*** Records for this exercise Section Begins ***
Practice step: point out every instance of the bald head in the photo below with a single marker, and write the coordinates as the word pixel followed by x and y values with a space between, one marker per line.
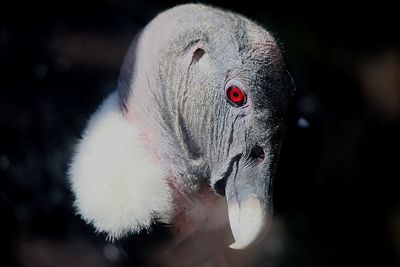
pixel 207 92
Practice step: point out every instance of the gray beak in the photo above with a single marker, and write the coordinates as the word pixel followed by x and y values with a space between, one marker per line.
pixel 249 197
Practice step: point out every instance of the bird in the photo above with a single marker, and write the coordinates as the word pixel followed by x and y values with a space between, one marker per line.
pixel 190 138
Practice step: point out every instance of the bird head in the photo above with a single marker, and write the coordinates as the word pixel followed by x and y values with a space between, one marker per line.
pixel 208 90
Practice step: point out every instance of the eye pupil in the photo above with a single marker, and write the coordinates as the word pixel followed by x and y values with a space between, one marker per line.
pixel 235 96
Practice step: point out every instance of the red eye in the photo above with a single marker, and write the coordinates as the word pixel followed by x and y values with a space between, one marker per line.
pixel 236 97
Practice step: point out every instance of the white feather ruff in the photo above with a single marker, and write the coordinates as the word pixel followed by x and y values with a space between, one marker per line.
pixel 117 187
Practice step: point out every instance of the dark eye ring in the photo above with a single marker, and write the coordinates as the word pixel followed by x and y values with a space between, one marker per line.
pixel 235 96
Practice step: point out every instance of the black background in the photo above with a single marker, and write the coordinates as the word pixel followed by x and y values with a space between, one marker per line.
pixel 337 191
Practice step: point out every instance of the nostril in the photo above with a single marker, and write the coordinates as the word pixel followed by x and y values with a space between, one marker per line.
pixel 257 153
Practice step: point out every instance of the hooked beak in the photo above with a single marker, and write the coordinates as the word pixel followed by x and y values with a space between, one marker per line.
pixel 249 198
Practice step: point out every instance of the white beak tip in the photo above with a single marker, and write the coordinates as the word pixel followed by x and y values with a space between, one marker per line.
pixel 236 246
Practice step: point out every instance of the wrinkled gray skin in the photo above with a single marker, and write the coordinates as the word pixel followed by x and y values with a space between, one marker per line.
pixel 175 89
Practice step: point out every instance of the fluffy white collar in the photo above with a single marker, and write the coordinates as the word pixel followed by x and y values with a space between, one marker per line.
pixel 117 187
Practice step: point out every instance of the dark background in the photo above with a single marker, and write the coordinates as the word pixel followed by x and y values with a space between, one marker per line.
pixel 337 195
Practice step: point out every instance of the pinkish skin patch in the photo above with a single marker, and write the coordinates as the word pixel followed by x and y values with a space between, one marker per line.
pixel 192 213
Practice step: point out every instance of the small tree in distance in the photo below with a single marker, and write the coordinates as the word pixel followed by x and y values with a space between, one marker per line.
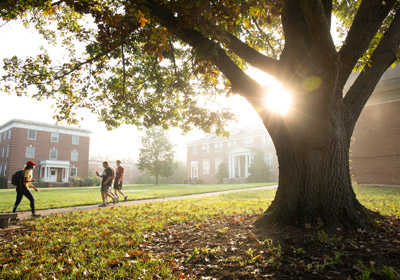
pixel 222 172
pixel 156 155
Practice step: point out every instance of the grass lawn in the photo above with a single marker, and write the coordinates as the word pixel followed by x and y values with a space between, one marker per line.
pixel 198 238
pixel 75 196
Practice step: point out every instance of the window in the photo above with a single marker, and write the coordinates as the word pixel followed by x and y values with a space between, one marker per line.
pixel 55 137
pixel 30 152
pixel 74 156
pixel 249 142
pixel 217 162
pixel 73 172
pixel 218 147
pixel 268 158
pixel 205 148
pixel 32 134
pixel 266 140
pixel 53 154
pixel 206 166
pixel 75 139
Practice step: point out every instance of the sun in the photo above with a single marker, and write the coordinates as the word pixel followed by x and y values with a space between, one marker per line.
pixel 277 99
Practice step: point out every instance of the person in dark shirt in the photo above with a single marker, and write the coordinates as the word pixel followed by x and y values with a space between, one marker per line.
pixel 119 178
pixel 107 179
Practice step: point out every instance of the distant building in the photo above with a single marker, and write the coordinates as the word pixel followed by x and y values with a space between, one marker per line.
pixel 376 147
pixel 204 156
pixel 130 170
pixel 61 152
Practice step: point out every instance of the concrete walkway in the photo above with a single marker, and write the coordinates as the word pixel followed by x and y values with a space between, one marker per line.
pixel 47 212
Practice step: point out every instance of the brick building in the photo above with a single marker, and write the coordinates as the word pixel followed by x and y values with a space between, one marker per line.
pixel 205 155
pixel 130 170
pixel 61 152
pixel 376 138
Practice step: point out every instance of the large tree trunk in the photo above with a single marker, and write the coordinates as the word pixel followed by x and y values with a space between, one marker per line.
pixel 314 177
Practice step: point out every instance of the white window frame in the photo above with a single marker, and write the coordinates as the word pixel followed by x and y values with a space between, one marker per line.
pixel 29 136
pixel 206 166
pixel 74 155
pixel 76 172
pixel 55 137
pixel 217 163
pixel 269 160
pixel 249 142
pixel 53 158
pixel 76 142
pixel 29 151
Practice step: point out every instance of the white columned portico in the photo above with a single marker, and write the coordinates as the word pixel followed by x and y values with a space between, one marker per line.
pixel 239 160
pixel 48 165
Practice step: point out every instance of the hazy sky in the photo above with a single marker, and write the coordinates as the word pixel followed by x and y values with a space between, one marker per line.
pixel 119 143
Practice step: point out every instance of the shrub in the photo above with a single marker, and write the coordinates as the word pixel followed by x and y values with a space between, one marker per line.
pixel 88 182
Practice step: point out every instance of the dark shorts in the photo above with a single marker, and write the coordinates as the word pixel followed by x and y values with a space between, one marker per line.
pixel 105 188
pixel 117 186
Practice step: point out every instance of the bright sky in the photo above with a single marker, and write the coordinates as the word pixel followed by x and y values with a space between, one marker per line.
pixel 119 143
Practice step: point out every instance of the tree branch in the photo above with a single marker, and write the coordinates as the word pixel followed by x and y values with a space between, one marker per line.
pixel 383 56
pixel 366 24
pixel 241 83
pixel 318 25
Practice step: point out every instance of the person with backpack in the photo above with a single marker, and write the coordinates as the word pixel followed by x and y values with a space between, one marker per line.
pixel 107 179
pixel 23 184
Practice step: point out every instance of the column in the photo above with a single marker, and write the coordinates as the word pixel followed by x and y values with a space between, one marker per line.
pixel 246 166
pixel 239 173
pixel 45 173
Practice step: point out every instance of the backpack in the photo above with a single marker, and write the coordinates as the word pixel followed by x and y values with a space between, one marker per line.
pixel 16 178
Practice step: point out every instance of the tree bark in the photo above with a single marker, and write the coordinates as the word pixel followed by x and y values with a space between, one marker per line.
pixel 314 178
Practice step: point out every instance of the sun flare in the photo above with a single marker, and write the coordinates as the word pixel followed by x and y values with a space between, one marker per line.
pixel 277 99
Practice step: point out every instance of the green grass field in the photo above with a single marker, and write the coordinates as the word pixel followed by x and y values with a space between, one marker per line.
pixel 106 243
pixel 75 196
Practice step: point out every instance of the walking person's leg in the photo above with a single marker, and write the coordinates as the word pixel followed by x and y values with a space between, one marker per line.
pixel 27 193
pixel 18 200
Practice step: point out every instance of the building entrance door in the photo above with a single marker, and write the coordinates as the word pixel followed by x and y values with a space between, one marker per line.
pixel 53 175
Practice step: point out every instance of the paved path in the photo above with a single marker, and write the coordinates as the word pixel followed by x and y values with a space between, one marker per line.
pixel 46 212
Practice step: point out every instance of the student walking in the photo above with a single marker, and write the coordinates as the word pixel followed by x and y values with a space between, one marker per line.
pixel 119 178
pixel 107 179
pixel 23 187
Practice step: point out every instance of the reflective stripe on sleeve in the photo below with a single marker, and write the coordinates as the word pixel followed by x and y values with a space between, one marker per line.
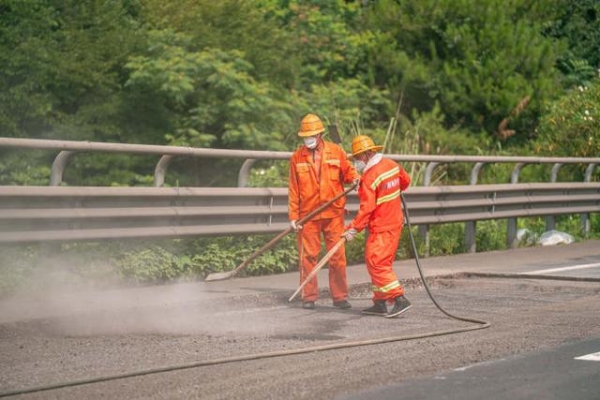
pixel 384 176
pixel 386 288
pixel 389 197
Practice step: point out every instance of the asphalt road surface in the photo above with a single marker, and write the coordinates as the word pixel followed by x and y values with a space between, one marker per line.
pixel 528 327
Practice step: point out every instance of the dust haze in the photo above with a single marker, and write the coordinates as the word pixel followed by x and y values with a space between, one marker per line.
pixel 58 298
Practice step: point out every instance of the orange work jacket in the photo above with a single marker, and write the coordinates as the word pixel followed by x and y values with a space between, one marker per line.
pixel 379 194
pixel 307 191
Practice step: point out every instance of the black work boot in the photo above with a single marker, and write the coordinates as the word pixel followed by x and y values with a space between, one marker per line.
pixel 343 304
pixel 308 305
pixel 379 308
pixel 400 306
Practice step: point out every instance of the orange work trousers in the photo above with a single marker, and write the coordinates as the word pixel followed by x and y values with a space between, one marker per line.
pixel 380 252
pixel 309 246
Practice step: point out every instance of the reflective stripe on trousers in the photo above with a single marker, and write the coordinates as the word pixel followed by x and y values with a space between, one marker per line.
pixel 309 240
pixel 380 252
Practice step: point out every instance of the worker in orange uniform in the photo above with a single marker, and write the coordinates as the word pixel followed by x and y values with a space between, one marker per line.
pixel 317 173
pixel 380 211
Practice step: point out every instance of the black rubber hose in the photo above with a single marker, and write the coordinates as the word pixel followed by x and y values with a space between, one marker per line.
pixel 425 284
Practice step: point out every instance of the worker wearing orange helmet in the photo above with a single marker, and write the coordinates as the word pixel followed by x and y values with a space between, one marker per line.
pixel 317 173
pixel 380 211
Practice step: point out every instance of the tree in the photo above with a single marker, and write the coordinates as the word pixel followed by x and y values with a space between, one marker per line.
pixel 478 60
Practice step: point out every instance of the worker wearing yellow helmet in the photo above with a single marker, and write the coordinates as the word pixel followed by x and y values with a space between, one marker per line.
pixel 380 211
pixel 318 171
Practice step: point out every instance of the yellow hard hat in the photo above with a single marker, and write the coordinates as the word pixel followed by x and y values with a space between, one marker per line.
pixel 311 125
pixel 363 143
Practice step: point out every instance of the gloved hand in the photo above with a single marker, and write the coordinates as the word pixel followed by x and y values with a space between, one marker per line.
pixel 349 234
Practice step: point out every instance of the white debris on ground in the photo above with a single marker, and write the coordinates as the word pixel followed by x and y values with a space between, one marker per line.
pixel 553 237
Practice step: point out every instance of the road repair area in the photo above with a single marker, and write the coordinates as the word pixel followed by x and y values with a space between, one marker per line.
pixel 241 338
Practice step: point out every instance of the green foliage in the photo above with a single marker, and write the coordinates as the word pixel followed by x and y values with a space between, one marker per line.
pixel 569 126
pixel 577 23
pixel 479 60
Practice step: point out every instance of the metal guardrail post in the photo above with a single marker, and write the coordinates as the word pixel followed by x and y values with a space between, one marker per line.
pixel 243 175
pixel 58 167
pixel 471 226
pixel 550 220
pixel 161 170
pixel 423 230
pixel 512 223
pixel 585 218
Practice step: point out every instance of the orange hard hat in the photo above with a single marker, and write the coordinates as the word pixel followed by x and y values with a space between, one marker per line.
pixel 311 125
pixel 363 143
*** Records for this exercise Section Ends ***
*** Records for this exercise Section Begins ***
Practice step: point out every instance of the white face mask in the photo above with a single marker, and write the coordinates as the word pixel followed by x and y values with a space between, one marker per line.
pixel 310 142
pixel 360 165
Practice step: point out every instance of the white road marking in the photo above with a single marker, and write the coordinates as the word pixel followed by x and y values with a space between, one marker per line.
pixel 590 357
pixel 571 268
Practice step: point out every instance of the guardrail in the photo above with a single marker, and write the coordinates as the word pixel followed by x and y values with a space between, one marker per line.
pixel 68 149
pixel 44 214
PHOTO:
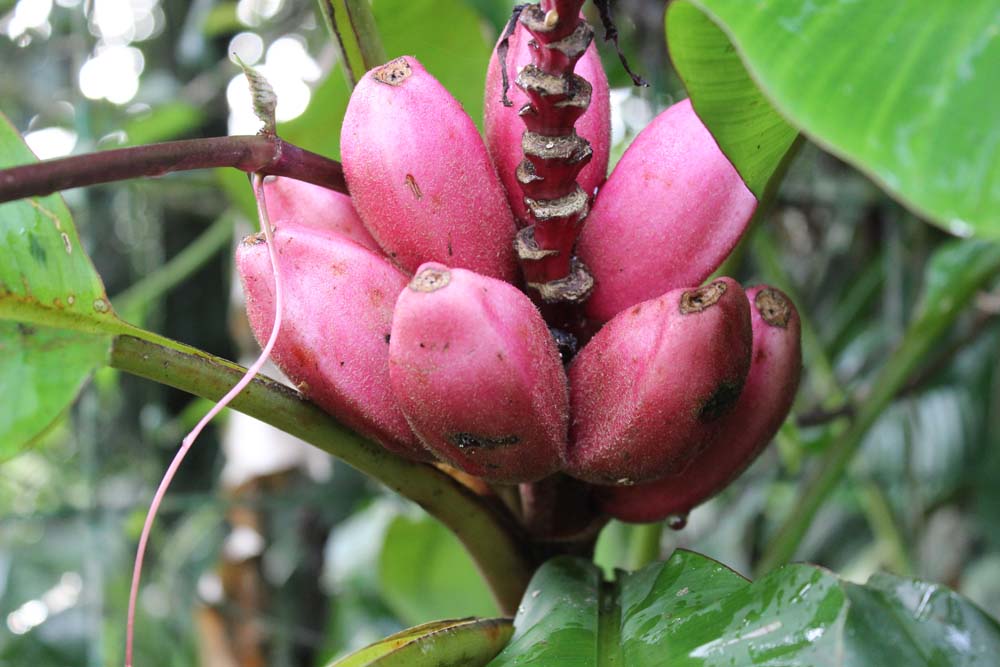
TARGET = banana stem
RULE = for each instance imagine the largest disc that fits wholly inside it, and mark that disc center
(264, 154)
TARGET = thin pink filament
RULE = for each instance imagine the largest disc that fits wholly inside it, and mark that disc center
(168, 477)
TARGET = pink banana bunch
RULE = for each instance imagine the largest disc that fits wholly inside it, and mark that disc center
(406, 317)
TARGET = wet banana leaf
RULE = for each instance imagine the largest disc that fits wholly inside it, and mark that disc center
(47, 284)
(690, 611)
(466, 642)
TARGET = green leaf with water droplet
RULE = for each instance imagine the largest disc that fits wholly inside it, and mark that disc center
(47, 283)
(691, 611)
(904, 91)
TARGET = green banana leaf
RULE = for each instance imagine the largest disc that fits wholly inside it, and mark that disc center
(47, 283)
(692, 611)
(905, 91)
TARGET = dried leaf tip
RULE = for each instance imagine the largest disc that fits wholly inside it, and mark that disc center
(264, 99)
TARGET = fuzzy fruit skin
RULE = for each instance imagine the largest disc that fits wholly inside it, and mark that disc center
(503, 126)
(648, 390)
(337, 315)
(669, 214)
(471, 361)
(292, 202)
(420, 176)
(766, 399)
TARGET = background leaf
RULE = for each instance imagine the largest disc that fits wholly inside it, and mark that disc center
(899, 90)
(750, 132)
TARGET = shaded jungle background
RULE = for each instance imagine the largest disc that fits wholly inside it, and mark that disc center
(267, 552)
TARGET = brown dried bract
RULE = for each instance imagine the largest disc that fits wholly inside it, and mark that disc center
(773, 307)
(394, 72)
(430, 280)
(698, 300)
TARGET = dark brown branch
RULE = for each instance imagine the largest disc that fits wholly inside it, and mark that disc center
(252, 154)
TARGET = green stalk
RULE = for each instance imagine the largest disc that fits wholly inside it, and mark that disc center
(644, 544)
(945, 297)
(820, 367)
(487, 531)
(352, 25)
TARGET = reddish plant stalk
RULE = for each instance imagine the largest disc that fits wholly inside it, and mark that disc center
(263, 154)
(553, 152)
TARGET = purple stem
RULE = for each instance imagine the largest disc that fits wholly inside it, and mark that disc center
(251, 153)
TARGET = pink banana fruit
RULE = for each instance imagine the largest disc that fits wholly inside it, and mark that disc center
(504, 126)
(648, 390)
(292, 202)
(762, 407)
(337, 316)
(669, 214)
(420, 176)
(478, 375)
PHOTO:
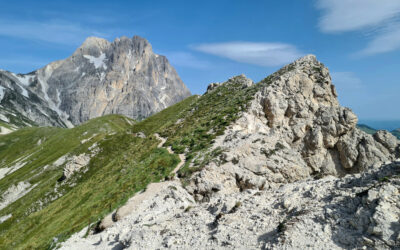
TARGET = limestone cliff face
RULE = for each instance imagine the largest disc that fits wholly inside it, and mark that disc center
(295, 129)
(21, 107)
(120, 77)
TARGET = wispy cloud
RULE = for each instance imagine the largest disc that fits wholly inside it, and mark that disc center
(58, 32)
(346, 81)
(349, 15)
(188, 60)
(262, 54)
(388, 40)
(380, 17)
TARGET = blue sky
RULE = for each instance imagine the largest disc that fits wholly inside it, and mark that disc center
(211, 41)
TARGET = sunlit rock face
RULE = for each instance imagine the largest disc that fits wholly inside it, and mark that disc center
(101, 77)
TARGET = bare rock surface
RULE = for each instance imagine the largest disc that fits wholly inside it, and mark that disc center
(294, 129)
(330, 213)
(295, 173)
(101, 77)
*** Records for this exercise Section Ends ***
The required output is every line above from the one with "TARGET = thin pink filament" down to the one with "TARGET = green banana leaf", restated word for word, ends included.

TARGET = thin pink filament
RULE = for each instance imagine the largest disc that fits wholly inside it, and mark that disc center
(168, 477)
TARGET = pink banana bunch
RULE = for each instance imagine the largest disc that fits wholly inside it, and mark that disc center
(406, 317)
TARGET = wet banana leaf
RULE = for each instance imagine the largest disc that fits wholly inside it, and mark that disc center
(47, 284)
(690, 611)
(466, 642)
TARGET = green leaf with water droplet
RULE = for each instance imagine the largest disc that fits wholly inside it, and mark that disc center
(47, 283)
(691, 611)
(904, 91)
TARGET = green banana leaf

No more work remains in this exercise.